# EXERCISE MATERIALS

○ ○ ○ ○ ○

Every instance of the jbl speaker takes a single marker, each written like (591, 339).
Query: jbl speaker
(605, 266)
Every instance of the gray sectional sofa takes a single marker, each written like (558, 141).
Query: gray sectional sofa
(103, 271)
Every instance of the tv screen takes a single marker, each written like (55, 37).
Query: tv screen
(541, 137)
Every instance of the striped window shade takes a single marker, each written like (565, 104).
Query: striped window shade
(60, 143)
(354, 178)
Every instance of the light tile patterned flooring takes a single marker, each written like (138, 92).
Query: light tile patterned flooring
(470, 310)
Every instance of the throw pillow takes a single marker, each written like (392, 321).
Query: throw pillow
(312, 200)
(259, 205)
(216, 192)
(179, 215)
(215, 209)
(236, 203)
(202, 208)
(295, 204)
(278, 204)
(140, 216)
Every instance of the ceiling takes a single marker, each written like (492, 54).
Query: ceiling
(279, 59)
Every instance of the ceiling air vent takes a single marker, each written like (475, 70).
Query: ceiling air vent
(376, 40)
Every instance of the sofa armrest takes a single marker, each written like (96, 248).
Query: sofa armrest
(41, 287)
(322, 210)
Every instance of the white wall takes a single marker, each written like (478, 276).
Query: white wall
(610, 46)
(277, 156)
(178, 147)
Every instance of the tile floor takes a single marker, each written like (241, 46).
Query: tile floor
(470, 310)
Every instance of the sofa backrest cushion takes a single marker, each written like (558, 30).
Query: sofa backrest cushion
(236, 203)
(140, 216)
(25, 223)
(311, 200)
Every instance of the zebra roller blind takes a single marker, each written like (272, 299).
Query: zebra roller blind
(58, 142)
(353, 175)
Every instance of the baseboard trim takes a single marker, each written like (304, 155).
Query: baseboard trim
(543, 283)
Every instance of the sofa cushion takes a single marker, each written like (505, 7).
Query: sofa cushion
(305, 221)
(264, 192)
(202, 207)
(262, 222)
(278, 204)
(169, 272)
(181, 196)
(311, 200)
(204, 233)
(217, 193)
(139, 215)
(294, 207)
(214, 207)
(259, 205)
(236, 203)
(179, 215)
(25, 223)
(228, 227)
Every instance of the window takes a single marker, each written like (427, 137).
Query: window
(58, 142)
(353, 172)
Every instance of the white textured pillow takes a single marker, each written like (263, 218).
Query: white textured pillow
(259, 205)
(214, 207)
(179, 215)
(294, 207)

○ ○ ○ ○ ○

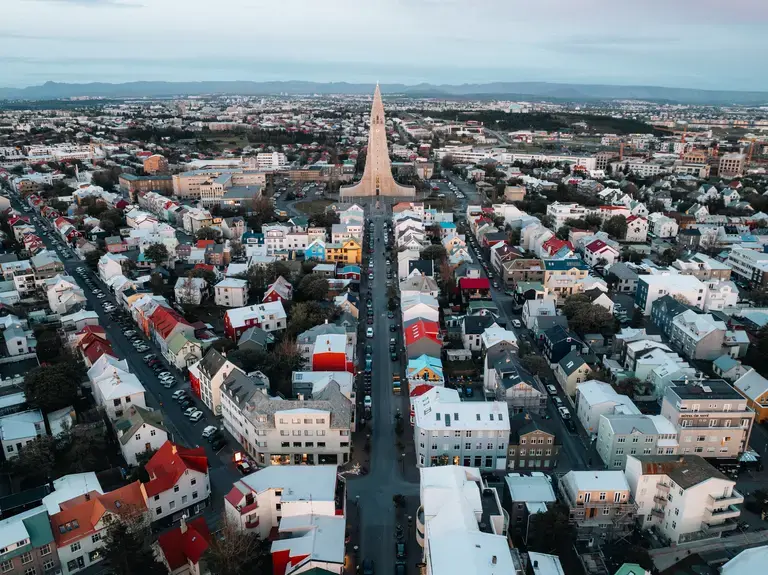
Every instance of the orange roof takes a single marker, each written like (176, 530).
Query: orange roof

○ ○ ○ ○ ○

# GIVEN TASK
Can you quote, word for word, the stretch of lines from the one containing "Every instance of the orange" through the one containing "Query: orange roof"?

# EXERCISE RESULT
Every instance of the orange roof takes a single marker, each written like (176, 530).
Query: orange roof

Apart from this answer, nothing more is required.